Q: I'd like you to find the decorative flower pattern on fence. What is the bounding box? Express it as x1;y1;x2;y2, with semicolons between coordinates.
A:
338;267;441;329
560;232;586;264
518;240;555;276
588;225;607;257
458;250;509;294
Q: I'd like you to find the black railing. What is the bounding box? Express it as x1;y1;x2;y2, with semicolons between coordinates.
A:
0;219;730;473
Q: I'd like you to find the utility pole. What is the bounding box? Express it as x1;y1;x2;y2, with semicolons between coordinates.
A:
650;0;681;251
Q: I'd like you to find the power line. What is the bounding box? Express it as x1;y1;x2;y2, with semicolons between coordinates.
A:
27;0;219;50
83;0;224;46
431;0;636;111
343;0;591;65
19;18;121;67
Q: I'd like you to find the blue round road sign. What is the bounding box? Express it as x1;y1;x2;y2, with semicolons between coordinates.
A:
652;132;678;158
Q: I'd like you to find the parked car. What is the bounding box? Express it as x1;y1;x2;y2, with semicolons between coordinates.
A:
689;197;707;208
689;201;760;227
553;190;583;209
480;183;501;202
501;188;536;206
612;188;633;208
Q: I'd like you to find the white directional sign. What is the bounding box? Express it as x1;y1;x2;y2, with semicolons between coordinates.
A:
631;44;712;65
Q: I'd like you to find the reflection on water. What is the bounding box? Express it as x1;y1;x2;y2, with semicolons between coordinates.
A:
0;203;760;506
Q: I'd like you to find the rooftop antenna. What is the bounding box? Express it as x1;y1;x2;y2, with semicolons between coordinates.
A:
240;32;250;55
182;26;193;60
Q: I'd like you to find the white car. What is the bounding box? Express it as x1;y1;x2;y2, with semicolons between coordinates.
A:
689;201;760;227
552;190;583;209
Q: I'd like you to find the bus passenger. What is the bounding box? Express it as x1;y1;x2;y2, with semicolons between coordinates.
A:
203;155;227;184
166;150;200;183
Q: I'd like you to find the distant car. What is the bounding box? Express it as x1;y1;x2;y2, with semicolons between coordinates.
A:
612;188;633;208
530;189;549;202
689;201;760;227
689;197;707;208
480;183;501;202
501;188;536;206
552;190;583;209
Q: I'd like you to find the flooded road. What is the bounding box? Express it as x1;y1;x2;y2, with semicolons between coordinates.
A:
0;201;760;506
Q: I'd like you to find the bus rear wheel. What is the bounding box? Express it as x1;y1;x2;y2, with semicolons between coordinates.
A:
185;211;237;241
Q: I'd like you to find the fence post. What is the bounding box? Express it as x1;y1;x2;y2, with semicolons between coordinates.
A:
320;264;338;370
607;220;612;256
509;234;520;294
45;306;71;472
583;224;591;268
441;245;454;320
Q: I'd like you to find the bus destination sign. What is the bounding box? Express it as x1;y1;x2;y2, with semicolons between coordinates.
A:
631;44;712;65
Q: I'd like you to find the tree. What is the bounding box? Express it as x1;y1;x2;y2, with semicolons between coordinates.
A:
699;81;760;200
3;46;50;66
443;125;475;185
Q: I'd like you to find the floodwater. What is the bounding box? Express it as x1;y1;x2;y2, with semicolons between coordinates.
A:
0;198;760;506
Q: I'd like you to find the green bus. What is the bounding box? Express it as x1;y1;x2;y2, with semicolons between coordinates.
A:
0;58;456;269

——

▶ Short task
Update the records above by changing each "bounding box" to "enclosing rectangle", keeping every other word and coordinate the same.

▶ Task result
Q: I'd like you to find the decorative flower pattern on fence. What is the enclosing rectangle? Express it as x1;y1;x2;y2, with semicolons between coordinates.
A:
338;267;441;329
560;232;586;264
518;240;555;276
588;225;607;257
458;250;509;294
Q: I'd like you to find the black railing. What is the enclosing rectangle? Express it as x1;y1;x2;y2, with semicolons between coordinates.
A:
0;219;730;473
Q: I'd like you to find the utility pole. What is the enclosing rectangle? Express it as x1;y1;x2;y2, with semicolons between coordinates.
A:
650;0;681;251
Q: I'd like you to find the power line. What is the enclosing rectangle? Express it as x1;y1;x2;y2, with semicolons between coordinates.
A:
27;0;219;50
83;0;224;46
431;0;636;111
343;0;591;65
19;18;121;67
Q: I'd like you to find the blue round road sign. What is the enclosing rectangle? Express it as x1;y1;x2;y2, with semicolons between coordinates.
A:
652;132;678;158
Q: I'd like you to find the parked car. What is the enclosing rectangle? Express it as x1;y1;x2;y2, with semicolons between coordinates.
A:
689;197;707;208
689;201;760;227
553;190;583;209
480;183;501;202
501;188;536;206
612;188;633;208
Q: I'd like you to find the white directional sign. What is the enclosing rectangle? Express it as x1;y1;x2;y2, with semicolons between coordinates.
A:
631;44;712;65
Q: I'd like you to find the reflection on water. What is the enclosing rectangle? Express it as x1;y1;x2;y2, with semicolons between coordinates.
A:
0;203;760;506
Q: I'd like you to find the rooftop antenna. What is the enclosing rectangle? Express it as x1;y1;x2;y2, with semicolons between coordinates.
A:
240;32;250;55
182;26;193;60
Q: I'd like you to find the white car. What is the enclosing rectangle? Express it as x1;y1;x2;y2, with semicolons between coordinates.
A:
689;201;760;227
552;190;583;209
Q: I'd like you to find the bus passenger. What is the enclosing rectangle? Express it as x1;y1;x2;y2, with semicolons between coordinates.
A:
203;155;227;184
166;150;200;183
Q: I'd like you to find the distant car. What is the enclosing rectangle? Express it as x1;y1;x2;y2, with semicolons between coordinates.
A:
612;188;633;208
530;189;549;202
689;201;760;227
689;197;707;208
480;183;501;202
501;188;536;206
552;190;583;209
Q: I'd like you to find the flooded road. What is the enclosing rectangle? Express it as x1;y1;x2;y2, with semicolons between coordinates.
A:
0;201;760;506
Q: I'd like you to find the bus rear wheel. What is the enclosing rectangle? Express it as x1;y1;x2;y2, with semicolons between coordinates.
A:
185;211;237;241
Q: I'd like you to find the fence post. What is the enclosing rectangle? Express it as x1;y1;x2;y2, with semicolons between coordinates.
A:
320;264;338;370
607;220;612;256
509;234;520;294
45;306;71;472
583;224;591;268
441;245;454;320
Q: I'd like you to find the bus destination sign. What is the enclosing rectangle? Express it as x1;y1;x2;y2, with semicolons between coordinates.
A:
631;44;712;65
Q: I'd like you to find the tree. What is the enclosing rectangle? Express it as x1;y1;x2;y2, with semicolons between coordinates.
A:
699;81;760;200
3;46;50;66
443;125;475;185
Q: I'd like you to find the floodwater. What is the enclosing rectangle? Express it as x1;y1;x2;y2, with semicolons between coordinates.
A:
0;198;760;506
Q: I'd like you to find the green bus. What is the enclosing rectangle? Express it as x1;y1;x2;y2, with semicolons between coordinates.
A:
0;58;456;269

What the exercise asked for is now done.